Exercise directions - Transcribe the entries exactly; images are not part of the copy.

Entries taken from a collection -
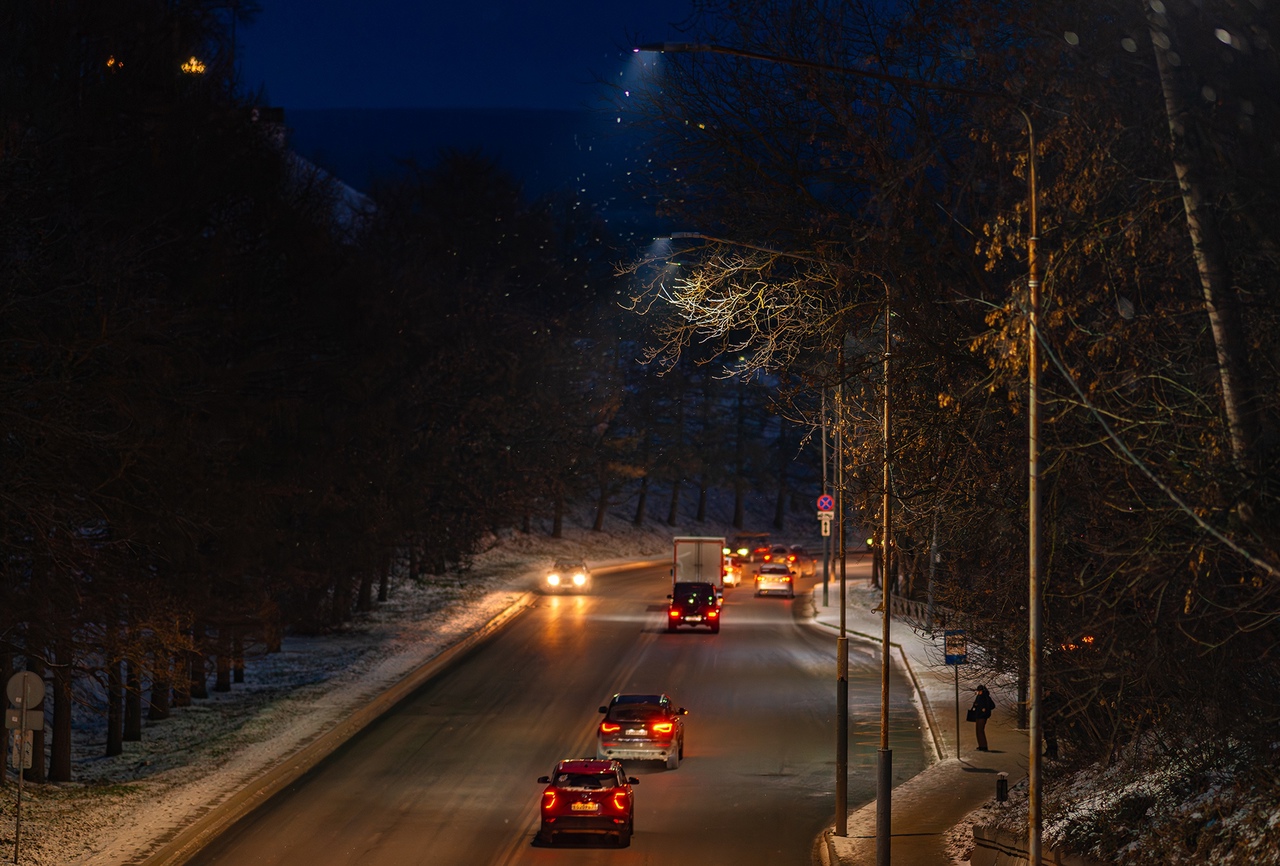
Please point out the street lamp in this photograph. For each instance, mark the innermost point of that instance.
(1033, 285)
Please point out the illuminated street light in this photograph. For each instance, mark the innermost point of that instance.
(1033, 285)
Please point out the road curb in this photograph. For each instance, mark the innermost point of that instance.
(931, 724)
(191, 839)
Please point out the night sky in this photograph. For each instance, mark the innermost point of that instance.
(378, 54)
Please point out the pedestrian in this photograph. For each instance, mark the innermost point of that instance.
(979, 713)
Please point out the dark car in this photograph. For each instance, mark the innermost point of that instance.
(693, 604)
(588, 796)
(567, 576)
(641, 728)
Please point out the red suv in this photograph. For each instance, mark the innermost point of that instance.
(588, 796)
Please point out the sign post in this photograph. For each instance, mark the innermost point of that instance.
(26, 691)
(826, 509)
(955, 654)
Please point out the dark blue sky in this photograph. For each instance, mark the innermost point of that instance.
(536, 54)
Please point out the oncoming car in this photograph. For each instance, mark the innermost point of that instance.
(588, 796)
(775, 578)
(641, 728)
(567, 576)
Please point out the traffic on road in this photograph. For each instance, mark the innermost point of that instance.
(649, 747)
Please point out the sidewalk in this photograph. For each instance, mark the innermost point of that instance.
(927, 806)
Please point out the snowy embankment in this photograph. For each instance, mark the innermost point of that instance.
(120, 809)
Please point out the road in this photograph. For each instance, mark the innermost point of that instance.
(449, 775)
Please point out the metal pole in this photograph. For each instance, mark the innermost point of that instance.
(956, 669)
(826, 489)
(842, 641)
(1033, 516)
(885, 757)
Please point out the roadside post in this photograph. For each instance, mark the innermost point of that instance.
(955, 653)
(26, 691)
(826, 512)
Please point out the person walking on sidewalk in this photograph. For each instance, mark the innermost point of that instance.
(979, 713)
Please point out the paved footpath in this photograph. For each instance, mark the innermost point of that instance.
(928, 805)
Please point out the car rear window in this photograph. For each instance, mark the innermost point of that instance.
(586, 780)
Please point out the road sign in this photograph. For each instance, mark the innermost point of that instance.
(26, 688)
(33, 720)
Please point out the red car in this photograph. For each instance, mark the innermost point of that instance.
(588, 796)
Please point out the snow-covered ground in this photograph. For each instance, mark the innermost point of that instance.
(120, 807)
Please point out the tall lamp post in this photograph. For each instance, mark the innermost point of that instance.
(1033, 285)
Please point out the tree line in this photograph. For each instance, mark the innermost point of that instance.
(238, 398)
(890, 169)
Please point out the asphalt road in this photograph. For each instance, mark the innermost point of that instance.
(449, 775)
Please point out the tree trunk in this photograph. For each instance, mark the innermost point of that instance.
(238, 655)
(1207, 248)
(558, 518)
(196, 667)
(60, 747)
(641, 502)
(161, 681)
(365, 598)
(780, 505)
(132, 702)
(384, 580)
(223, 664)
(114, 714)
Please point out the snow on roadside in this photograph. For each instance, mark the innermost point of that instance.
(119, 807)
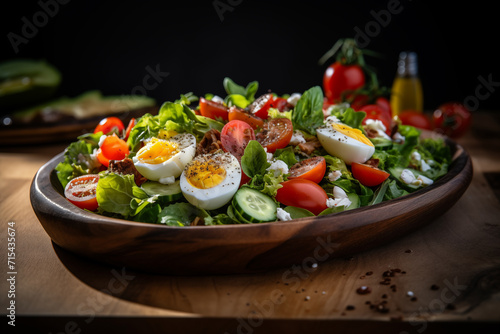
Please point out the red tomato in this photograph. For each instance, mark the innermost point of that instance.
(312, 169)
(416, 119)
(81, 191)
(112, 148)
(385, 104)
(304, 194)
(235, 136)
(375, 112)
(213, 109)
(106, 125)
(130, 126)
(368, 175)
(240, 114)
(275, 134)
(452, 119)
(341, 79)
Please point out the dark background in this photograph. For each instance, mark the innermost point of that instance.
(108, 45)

Worked solution -
Please point out the street lamp in this photograph. For each instance, mark the innermost point of that instance.
(1033, 285)
Please point out the illuminated street light in this photograph. For each instance, mark the innermost point of that instance.
(1033, 285)
Please point out the road curb in this photograph. For each instance, mark the innermost point of that instance.
(931, 724)
(191, 839)
Please point out the night sky in this photograph. For each instance, mark the innermost point of that instance.
(378, 54)
Please point out the pedestrian in this photograph. For each instance, mark the innermost point of that instance.
(979, 713)
Please point out the dark car in this photograph. For each instance, mark the innermost point of that instance.
(693, 604)
(588, 796)
(567, 576)
(641, 728)
Please point out the red suv in this photograph. For each instance, mark the innermost point of that instance.
(588, 796)
Please point out the sign post in this photograph. For each instance, mark the innermost point of that instance.
(26, 691)
(826, 509)
(955, 654)
Please point out the dark blue sky in this photograph. For each instance, mark the innermost point of that instance.
(536, 54)
Please point out the oncoming car in this photograph. For each instance, mark the innermost point of that instance.
(588, 796)
(775, 578)
(641, 728)
(567, 576)
Please point out the traffic on road in this photograph. For each instance, mark the innermost point of that instance.
(649, 747)
Please point out the sidewalk in this photograph. For each instance, mark the innermost point of that instance.
(927, 806)
Please point out the snowy embankment in this photograph. For each instance, mark the innermost point of that instance.
(120, 809)
Please point out the road in this photograph. For each instance, mark the innermost point of that instance.
(449, 775)
Please point out the metal pole in this photograph. For each instance, mark the innermost point of that instance.
(956, 669)
(826, 489)
(842, 641)
(1033, 516)
(885, 757)
Please point out the roadside post in this photograph. For each instance, mark the innermost point of that instance.
(955, 653)
(26, 691)
(826, 512)
Please point out the person walking on sidewalk in this photograph. For each instance, mark the innermost point of that instance.
(979, 713)
Please point out the paved footpath in this photograph. For each instance, mark the innermost point of that instance.
(928, 805)
Please point out the car rear window in this photograph. For each instance, mark the innermost point of that instance.
(586, 780)
Please point out the road sign in this photograph. For each instance, mark the innermost point of that instance.
(26, 688)
(33, 720)
Please point out the red car in this photograph. For each instance, mark the innermost point of that instance.
(588, 796)
Please point out the snow-covered ground in this photograph. For each instance, mark the innermost point of that instance.
(120, 807)
Please point out the tall lamp post in this photograph. For each instance, mark the innermost point of that instance.
(1033, 285)
Please point out the tree line in this photograph. For each instance, mark the innermost point of that instance.
(238, 398)
(890, 169)
Please point out the asphalt road in this photograph. For each instance, mark the innermost point of that instance.
(449, 775)
Please point out the tree trunk in this photograph. For each instance, mark the innermost point of that instance.
(238, 655)
(1207, 248)
(558, 518)
(196, 667)
(60, 747)
(641, 502)
(161, 681)
(365, 598)
(780, 505)
(132, 702)
(384, 580)
(223, 664)
(114, 714)
Please point out the snow on roadside in this photograph. For each instance, mark the innermost point of that instance.
(119, 807)
Please point out the red tomato in this photograph. For each instance, mark the innermost point of that instance.
(312, 169)
(416, 119)
(81, 191)
(112, 148)
(385, 104)
(304, 194)
(235, 136)
(375, 112)
(213, 109)
(106, 125)
(130, 126)
(368, 175)
(240, 114)
(275, 134)
(452, 119)
(341, 79)
Please point out the dark background in this photograph. For each instance, mark the innermost point of that instance.
(108, 45)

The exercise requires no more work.